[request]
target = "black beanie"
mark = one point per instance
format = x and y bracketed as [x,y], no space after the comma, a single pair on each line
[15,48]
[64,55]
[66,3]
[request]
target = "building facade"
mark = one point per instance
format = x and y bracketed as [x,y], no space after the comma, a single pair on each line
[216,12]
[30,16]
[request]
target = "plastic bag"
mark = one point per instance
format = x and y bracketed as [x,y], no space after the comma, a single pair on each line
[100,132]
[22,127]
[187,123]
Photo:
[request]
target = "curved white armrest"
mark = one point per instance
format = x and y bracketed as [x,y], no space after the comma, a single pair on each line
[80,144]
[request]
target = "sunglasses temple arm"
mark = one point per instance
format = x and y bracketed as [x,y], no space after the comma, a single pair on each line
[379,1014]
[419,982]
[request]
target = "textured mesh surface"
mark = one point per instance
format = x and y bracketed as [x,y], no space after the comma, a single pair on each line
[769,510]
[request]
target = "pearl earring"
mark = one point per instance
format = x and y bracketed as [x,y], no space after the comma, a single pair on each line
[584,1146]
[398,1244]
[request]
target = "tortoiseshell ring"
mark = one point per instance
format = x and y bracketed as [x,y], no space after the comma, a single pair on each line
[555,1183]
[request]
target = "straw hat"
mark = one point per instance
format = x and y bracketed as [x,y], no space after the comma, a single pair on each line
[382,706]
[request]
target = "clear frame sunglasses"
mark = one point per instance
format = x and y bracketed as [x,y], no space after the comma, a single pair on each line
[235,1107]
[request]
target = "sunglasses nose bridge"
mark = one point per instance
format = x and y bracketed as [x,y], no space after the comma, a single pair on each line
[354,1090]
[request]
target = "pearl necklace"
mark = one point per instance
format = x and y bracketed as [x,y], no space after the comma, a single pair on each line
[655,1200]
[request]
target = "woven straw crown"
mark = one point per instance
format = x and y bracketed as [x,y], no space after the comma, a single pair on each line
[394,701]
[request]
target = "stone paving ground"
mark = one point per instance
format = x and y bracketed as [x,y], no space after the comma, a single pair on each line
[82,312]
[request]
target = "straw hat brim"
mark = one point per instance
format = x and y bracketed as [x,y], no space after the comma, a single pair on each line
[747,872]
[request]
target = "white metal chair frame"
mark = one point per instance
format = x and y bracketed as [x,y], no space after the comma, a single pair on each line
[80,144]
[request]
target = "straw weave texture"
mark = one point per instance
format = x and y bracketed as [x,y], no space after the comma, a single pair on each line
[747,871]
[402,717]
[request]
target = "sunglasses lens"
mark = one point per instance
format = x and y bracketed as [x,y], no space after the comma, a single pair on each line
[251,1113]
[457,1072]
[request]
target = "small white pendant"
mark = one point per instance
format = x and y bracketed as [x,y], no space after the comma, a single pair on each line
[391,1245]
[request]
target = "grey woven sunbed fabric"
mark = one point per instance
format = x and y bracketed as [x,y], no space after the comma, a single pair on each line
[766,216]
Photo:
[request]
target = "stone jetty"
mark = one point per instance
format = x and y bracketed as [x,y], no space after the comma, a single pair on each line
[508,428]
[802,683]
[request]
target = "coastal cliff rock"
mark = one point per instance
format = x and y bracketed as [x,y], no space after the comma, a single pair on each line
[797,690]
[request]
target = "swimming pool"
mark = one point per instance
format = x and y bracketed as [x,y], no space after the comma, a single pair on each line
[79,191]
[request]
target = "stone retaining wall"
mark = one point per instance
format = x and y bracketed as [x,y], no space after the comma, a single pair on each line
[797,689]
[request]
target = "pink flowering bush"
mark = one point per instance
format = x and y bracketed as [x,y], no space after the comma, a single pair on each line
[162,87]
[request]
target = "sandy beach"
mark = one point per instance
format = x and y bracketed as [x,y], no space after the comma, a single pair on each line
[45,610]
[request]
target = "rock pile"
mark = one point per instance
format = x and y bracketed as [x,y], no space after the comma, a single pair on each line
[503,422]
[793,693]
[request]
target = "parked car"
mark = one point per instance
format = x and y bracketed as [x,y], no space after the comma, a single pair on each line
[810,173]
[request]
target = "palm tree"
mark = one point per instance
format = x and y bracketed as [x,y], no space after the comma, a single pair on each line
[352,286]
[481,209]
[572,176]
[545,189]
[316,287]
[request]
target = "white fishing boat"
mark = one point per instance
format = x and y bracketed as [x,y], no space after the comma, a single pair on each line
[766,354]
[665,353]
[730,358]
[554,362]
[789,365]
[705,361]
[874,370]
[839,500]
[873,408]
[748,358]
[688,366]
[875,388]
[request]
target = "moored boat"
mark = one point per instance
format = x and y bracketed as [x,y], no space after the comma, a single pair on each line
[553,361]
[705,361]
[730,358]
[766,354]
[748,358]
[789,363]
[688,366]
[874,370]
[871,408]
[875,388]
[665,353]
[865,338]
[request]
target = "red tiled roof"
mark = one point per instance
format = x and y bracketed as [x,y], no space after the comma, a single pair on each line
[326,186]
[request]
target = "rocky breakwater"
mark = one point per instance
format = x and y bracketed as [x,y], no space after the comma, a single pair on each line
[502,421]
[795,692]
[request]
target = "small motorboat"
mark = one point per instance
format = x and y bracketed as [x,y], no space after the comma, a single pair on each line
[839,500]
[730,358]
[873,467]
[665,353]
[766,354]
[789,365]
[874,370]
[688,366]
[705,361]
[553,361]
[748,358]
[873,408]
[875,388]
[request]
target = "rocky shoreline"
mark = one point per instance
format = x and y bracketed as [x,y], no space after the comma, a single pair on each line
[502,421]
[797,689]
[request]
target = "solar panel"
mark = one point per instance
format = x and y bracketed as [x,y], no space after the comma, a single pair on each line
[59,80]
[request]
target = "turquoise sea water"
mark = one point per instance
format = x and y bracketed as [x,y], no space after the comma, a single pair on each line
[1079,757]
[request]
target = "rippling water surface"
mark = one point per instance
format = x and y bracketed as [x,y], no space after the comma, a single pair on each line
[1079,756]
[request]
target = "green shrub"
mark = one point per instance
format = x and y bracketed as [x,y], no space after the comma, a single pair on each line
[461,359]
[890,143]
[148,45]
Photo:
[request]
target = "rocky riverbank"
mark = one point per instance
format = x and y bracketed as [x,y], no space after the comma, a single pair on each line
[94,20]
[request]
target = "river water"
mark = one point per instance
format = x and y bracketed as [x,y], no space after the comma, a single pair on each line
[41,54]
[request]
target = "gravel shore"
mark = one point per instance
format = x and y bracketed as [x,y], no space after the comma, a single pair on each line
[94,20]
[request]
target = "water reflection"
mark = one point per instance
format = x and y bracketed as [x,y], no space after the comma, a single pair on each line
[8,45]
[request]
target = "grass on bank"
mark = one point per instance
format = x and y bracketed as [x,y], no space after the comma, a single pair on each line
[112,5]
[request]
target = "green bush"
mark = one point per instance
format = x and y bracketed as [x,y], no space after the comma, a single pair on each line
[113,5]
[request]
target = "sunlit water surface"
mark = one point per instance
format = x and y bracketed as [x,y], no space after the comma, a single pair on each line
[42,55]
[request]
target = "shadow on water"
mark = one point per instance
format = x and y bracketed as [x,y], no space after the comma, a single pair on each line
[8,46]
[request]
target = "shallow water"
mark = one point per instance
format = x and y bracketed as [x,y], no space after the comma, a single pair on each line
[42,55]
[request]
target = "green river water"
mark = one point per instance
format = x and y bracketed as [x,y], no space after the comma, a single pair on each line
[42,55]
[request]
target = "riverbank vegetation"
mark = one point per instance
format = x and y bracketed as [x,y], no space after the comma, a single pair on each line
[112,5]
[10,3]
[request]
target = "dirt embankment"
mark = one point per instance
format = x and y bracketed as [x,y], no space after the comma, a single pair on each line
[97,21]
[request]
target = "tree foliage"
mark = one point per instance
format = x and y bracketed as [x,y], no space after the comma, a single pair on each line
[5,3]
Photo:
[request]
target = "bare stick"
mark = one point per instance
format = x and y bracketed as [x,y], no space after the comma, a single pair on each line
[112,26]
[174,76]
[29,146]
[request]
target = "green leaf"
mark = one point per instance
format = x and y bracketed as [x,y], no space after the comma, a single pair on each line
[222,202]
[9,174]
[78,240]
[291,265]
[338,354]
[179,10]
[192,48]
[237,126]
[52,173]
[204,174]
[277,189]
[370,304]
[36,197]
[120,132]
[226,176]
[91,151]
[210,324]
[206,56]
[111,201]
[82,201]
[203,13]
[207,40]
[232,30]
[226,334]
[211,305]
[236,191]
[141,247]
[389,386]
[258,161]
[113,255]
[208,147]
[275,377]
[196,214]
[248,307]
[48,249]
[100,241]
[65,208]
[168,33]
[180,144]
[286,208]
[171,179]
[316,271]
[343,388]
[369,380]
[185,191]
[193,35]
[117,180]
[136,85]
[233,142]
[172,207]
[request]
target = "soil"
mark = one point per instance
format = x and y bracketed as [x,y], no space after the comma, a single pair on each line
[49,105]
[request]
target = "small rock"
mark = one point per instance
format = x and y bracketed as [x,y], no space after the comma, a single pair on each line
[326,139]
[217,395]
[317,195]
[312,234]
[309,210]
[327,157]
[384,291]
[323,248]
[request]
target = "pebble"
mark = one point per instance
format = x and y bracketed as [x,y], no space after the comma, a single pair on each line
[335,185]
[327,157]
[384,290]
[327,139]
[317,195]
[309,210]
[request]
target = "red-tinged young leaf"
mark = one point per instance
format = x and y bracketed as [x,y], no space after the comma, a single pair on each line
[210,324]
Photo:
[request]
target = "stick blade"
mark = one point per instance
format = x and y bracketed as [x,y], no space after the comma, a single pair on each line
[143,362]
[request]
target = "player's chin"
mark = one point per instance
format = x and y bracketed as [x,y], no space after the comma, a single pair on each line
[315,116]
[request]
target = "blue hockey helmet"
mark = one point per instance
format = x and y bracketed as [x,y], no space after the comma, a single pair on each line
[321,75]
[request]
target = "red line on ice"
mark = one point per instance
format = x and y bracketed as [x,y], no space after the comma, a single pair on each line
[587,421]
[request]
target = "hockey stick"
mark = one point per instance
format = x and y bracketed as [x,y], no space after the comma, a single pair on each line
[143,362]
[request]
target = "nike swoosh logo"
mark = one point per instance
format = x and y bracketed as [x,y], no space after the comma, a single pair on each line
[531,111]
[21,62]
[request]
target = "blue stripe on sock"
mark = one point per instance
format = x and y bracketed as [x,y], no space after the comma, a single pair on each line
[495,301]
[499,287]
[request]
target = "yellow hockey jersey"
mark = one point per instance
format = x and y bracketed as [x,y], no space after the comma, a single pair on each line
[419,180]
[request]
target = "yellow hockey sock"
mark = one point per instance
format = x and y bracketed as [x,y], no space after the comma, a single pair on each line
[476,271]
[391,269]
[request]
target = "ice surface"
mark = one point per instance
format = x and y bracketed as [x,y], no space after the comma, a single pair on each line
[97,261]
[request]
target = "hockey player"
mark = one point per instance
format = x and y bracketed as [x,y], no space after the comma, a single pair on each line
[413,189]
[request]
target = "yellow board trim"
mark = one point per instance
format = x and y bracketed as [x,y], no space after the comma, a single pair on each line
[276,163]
----
Exercise details: Extract every line above that contains the string "riverbank", treating uppercase and lowercase as different.

Right answer:
target = "rocky riverbank"
target = "riverbank vegetation"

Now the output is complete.